EXERCISE AIM. Copy each line of the data below exactly as it appears, from the first line to the last.

· · ·

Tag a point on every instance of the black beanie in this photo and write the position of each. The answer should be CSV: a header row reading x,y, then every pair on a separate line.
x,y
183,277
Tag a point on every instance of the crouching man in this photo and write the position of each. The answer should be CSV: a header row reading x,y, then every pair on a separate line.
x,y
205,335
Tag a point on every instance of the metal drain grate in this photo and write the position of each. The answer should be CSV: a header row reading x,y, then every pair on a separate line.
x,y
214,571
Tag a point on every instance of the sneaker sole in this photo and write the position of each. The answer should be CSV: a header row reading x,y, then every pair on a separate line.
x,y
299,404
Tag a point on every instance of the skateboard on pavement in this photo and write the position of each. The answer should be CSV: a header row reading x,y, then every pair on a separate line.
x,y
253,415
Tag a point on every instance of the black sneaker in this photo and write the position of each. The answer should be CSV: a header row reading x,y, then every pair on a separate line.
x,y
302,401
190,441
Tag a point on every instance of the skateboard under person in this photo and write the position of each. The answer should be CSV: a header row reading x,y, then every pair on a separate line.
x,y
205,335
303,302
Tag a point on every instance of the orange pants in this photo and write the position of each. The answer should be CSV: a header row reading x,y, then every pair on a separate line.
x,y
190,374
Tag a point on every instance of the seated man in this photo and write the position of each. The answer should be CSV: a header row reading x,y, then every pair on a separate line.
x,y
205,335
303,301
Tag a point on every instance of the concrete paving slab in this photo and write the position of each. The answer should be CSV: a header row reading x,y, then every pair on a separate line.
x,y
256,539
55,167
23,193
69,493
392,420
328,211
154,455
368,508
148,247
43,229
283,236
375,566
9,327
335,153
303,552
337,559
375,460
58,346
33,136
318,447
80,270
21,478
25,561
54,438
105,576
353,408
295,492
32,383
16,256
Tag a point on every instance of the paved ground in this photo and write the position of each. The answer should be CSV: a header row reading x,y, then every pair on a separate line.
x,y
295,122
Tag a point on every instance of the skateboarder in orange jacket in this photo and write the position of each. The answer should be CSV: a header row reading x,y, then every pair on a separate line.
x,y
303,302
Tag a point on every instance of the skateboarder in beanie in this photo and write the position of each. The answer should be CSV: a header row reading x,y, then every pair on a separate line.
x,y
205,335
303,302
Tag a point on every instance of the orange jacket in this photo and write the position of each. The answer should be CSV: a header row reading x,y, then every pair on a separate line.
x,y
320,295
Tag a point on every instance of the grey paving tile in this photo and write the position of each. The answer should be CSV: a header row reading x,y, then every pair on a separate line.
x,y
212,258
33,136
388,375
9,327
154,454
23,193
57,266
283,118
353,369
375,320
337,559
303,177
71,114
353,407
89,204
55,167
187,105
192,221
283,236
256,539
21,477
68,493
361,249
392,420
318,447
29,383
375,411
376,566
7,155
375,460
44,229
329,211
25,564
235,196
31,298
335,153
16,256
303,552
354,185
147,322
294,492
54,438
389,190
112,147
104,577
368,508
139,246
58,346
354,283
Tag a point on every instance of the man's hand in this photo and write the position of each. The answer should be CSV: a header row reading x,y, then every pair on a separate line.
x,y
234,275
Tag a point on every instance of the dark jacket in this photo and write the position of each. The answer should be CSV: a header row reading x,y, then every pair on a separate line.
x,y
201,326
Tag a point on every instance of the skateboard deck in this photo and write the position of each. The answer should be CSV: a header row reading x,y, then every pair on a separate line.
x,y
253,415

· · ·

EXERCISE ANSWER.
Tag a point on every instance of the black beanie in this photo and write the position of each. The answer should be CSV: a header row reading x,y, then every pair on a separate line.
x,y
183,277
Tag a point on every instance of the crouching man in this photo and write the position of each. The answer should be CSV: a header row reading x,y, then every pair on a separate line.
x,y
205,335
Tag a point on every instance of the metal drain grate in this photo and write the position of each. The answer should be CSV: a header row reading x,y, then every pair on a separate line.
x,y
214,571
Tag a point on every instance of the sneaker sole in this photo and write the position of each. The answer should be CSV: a header row reading x,y, then every pair on a separate line.
x,y
299,404
Tag a point on every instance of the skateboard on pavement in this photo and write the position of each. The answer should be CSV: a header row reading x,y, then every pair on a separate line.
x,y
253,415
Tag a point on every instance of the black sneaker in this photo and write the position of each. The answer should be CSV: a header row reading x,y, then every pair on a separate line.
x,y
302,401
190,441
Tag a point on every instance of the skateboard under person in this photo and write the position of each. The answer should be CSV: a header row reading x,y, then every pair on a separate line.
x,y
205,335
303,302
Tag a point on every instance of the orange pants in this photo and write the position of each. The answer should be CSV: a header row reading x,y, then every pair on a separate line.
x,y
190,374
Tag a point on every instance of the seated man in this photo and write the position of each. The answer should be CSV: a header row reading x,y, then every pair on a separate line.
x,y
205,335
303,301
Tag a point on every instance of the concrete paving slab in this photo and write the position of each. The answer should be CSV: a header row reading x,y, then every pair on a separate line.
x,y
256,539
55,167
23,193
69,493
392,420
328,211
154,455
368,508
148,247
43,229
283,236
375,566
9,327
335,153
303,552
337,559
375,460
58,346
33,136
318,447
80,270
21,478
25,561
54,438
105,576
353,408
295,492
32,383
16,256
Tag a point on every instance of the paved ground in this photo and write the position of each. The answer should be CSV: a header row reading x,y, then every pair on a separate line.
x,y
295,122
Tag a point on every instance of the skateboarder in orange jacket in this photo and write the position of each. The answer should be CSV: a header row reading x,y, then every pair on a separate line.
x,y
303,302
Tag a point on every instance of the skateboarder in beanie in this photo and write the position of each. The answer should be CSV: a header row reading x,y, then every pair on a separate line.
x,y
205,335
303,302
Tag a point on every instance of the orange jacket in this photo and write the position of each. The answer should be CSV: a header row reading x,y, then every pair on a separate line.
x,y
320,295
Tag a point on every instance of the grey paving tile in this photo and write the position of each. The answer should be CSV: a header row reading x,y, then every pair on a separate line.
x,y
212,258
33,136
388,375
9,327
154,454
23,193
57,266
283,118
353,369
375,320
337,559
303,177
71,114
353,407
89,204
55,167
187,105
192,221
283,236
256,539
21,477
68,493
361,249
392,420
318,447
29,383
375,411
376,566
7,155
375,460
44,229
329,211
25,564
235,196
31,298
335,153
16,256
303,552
354,185
147,322
294,492
54,438
389,190
112,147
104,577
368,508
139,246
58,346
354,283
Tag a point on every instance of the man's hand in this photo and write the position of each. The answer should be CSV: a header row reading x,y, then every pair on a separate line.
x,y
234,275
Tag a point on every instance of the dark jacket in this photo and write the position of each. The answer should be CSV: a header row reading x,y, then every pair on a separate line.
x,y
201,326
Tag a point on every instance of the skateboard deck in this photo and write the position of each. The answer should be CSV: a header row reading x,y, then every pair on a separate line.
x,y
253,415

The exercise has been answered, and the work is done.